### Activity
Return every line below exactly.

======== Record set ========

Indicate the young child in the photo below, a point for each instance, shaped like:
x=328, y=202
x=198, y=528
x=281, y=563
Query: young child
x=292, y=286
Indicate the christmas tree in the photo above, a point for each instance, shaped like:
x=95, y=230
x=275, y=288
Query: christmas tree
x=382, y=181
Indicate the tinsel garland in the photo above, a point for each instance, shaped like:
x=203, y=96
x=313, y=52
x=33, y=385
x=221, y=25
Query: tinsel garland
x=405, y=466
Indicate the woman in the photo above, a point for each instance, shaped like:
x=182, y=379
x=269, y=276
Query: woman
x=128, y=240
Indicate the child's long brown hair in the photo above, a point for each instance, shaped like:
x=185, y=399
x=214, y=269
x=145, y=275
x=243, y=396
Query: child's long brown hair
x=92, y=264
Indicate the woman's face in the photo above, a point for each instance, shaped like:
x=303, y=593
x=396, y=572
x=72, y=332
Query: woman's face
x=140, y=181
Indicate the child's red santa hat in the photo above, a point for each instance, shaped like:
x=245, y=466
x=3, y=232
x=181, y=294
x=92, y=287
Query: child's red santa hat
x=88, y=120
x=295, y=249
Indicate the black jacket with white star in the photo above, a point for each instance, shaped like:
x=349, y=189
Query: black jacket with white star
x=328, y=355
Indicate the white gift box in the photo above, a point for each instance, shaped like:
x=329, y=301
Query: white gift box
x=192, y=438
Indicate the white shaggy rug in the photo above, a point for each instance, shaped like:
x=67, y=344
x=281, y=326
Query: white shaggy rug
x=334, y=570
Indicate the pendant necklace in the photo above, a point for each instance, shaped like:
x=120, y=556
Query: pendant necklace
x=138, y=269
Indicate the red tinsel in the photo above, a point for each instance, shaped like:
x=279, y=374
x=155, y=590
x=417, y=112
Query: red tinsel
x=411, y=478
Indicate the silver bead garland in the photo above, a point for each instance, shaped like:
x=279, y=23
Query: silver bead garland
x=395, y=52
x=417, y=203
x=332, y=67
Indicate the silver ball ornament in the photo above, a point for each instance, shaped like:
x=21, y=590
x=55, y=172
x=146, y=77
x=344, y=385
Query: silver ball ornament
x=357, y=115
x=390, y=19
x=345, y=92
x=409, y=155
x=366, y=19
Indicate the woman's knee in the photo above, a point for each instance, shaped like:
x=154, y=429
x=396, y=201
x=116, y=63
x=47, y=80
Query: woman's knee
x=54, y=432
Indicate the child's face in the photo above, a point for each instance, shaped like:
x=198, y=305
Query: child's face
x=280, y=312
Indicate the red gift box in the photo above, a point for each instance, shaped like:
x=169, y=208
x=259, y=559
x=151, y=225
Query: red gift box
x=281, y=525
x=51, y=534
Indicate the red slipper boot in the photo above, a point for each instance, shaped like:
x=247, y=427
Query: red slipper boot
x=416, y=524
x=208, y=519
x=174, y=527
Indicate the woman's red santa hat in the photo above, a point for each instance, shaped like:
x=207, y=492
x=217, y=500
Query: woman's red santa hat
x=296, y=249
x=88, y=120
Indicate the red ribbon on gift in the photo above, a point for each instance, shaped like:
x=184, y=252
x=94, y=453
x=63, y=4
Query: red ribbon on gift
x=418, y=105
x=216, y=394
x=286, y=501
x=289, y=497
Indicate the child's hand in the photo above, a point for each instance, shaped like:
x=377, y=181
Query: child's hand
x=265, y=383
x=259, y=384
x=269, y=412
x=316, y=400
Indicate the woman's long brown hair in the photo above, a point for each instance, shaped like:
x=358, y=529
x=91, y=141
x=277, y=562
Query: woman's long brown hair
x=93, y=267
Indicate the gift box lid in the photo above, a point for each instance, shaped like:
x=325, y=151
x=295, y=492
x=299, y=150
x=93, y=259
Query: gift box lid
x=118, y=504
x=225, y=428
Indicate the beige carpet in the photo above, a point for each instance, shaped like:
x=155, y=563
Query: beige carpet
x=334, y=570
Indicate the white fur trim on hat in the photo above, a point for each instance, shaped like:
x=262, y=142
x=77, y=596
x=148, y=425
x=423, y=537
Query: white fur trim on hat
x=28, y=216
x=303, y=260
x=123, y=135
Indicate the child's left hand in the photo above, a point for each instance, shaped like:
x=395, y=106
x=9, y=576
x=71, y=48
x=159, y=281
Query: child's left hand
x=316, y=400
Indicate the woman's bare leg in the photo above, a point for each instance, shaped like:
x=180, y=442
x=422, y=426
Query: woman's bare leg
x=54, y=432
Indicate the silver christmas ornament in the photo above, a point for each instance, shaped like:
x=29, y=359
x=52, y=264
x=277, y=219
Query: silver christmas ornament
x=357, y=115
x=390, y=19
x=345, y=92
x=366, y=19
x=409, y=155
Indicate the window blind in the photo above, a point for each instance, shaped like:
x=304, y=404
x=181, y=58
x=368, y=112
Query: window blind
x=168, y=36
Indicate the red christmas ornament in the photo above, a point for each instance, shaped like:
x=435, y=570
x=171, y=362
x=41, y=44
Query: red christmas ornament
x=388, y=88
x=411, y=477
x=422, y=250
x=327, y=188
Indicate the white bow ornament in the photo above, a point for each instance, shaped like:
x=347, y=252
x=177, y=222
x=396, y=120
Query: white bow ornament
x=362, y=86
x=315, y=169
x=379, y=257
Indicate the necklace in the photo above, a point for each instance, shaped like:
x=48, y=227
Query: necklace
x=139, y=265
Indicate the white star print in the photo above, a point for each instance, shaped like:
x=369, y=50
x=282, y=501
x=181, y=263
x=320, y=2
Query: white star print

========

### Response to this task
Indicate the young child in the photo below, a point for each instance, shaped like:
x=328, y=202
x=198, y=528
x=281, y=563
Query: young child
x=292, y=286
Indicate the christmas tree in the photo above, a point for each instance, shaped like:
x=95, y=230
x=275, y=288
Query: christmas tree
x=382, y=181
Indicate the tinsel garland in the photo above, a point for each instance, shaped like:
x=203, y=96
x=313, y=52
x=33, y=385
x=221, y=25
Query: tinsel garland
x=405, y=466
Indicate the woman in the photo above, a point for each instance, shaped like:
x=182, y=379
x=269, y=276
Query: woman
x=128, y=240
Indicate the child's long brown hair in the photo above, a point for each instance, shaped like:
x=185, y=399
x=214, y=269
x=145, y=275
x=243, y=396
Query: child's long brown hair
x=92, y=264
Indicate the woman's face in the photo above, a point for each instance, shaped like:
x=303, y=593
x=396, y=572
x=72, y=332
Query: woman's face
x=140, y=181
Indicate the child's red santa hat in the photo above, a point for each instance, shaped like:
x=245, y=466
x=3, y=232
x=181, y=294
x=92, y=287
Query: child's red santa hat
x=88, y=120
x=295, y=249
Indicate the black jacket with white star in the photo above, a point for each instance, shaped like:
x=349, y=189
Query: black jacket with white star
x=328, y=355
Indicate the white gift box in the photo above, a point for each instance, shaped like:
x=329, y=301
Query: white gift box
x=192, y=438
Indicate the white shaggy rug in the photo above, a point for each instance, shaped like:
x=67, y=344
x=281, y=326
Query: white shaggy rug
x=334, y=570
Indicate the pendant necklace in the photo above, a point for each instance, shaped like:
x=120, y=556
Query: pendant necklace
x=138, y=269
Indicate the red tinsel in the photo above, a point for each instance, shaped like:
x=279, y=374
x=155, y=590
x=417, y=112
Query: red tinsel
x=411, y=478
Indicate the silver bead garland in the photo above, a point for each instance, shaped like:
x=279, y=23
Query: silver bead garland
x=395, y=52
x=417, y=203
x=332, y=67
Indicate the silver ball ornament in the photo above, a point for each instance, shaped like:
x=21, y=590
x=55, y=172
x=146, y=77
x=344, y=385
Query: silver ball ornament
x=357, y=115
x=390, y=19
x=345, y=92
x=409, y=155
x=366, y=19
Indicate the woman's knee in the photo above, a point for each instance, shaped like:
x=154, y=429
x=396, y=201
x=116, y=63
x=47, y=80
Query: woman's knee
x=54, y=432
Indicate the child's face in the photo above, a point for each instance, shaped like:
x=198, y=305
Query: child's face
x=280, y=312
Indicate the red gift box in the photo above, a point for each instance, shaped like:
x=169, y=208
x=259, y=559
x=151, y=225
Query: red gift box
x=281, y=525
x=51, y=534
Indicate the red slipper boot in the photo above, a point for each instance, shaped like:
x=247, y=427
Query: red slipper boot
x=416, y=524
x=208, y=519
x=174, y=527
Indicate the woman's red santa hat in the photo above, a point for each instance, shaped like:
x=207, y=492
x=217, y=500
Query: woman's red santa hat
x=296, y=249
x=88, y=120
Indicate the red ribbon on gift in the photo above, a point for each instance, shaped like:
x=184, y=252
x=94, y=453
x=63, y=4
Query: red ribbon on gift
x=418, y=105
x=216, y=394
x=286, y=501
x=289, y=497
Indicate the child's hand in the photo above, a point for each instance, shaped like:
x=377, y=181
Query: child's hand
x=265, y=383
x=259, y=384
x=269, y=412
x=316, y=400
Indicate the woman's long brown hair in the photo above, a point for each instance, shaped like:
x=358, y=529
x=91, y=141
x=277, y=562
Query: woman's long brown hair
x=93, y=267
Indicate the gift box lid in the photo above, a point for each instance, shaped like:
x=325, y=151
x=295, y=492
x=299, y=150
x=93, y=259
Query: gift box lid
x=118, y=504
x=225, y=428
Indicate the beige carpet in the photo above, a point for each instance, shaped like:
x=155, y=563
Query: beige carpet
x=334, y=570
Indicate the white fur trim on hat in the photo above, a point for each instance, shaped like:
x=262, y=142
x=77, y=596
x=148, y=425
x=423, y=537
Query: white fur trim on hat
x=28, y=216
x=303, y=260
x=123, y=135
Indicate the child's left hand in the photo above, a point for each instance, shaped like:
x=395, y=106
x=9, y=576
x=71, y=48
x=159, y=281
Query: child's left hand
x=316, y=400
Indicate the woman's bare leg in the photo above, a point for each instance, shaped like:
x=180, y=442
x=422, y=426
Query: woman's bare leg
x=54, y=432
Indicate the silver christmas ornament in the photo above, a point for each instance, shaped like:
x=29, y=359
x=52, y=264
x=277, y=219
Query: silver christmas ornament
x=357, y=115
x=390, y=19
x=345, y=92
x=366, y=19
x=409, y=155
Indicate the window blind in the photo above, a point for each instance, shaped like:
x=304, y=404
x=181, y=58
x=368, y=112
Query: window blind
x=168, y=36
Indicate the red christmas ornament in the photo above, a point for each instance, shaped like:
x=435, y=570
x=171, y=362
x=41, y=44
Query: red christmas ornament
x=388, y=88
x=411, y=477
x=422, y=250
x=327, y=188
Indicate the white bow ornament in the photo above, a point for each instance, shaped like:
x=347, y=252
x=177, y=222
x=396, y=120
Query: white bow ornament
x=362, y=86
x=315, y=169
x=379, y=257
Indicate the necklace in the photo above, a point for each instance, shaped like:
x=48, y=227
Query: necklace
x=139, y=265
Indicate the white star print in the photo above, a point for each instance, shaped like:
x=369, y=50
x=282, y=501
x=181, y=263
x=320, y=2
Query: white star print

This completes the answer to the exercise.